[Start MATERIALS PROVIDED]

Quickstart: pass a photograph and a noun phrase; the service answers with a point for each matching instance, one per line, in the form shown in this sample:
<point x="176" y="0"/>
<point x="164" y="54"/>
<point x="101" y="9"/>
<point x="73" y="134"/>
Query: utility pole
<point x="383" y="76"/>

[End MATERIALS PROVIDED]

* WHAT THE TASK REQUIRES *
Reproduce the data, keeping every line exactly the same.

* OUTPUT FOR THIS TASK *
Quickstart: pass a photograph and a noun phrase; the service answers with a point for each matching instance, one per line, in the form shown in this sample:
<point x="176" y="0"/>
<point x="164" y="54"/>
<point x="101" y="9"/>
<point x="73" y="134"/>
Query: utility pole
<point x="383" y="76"/>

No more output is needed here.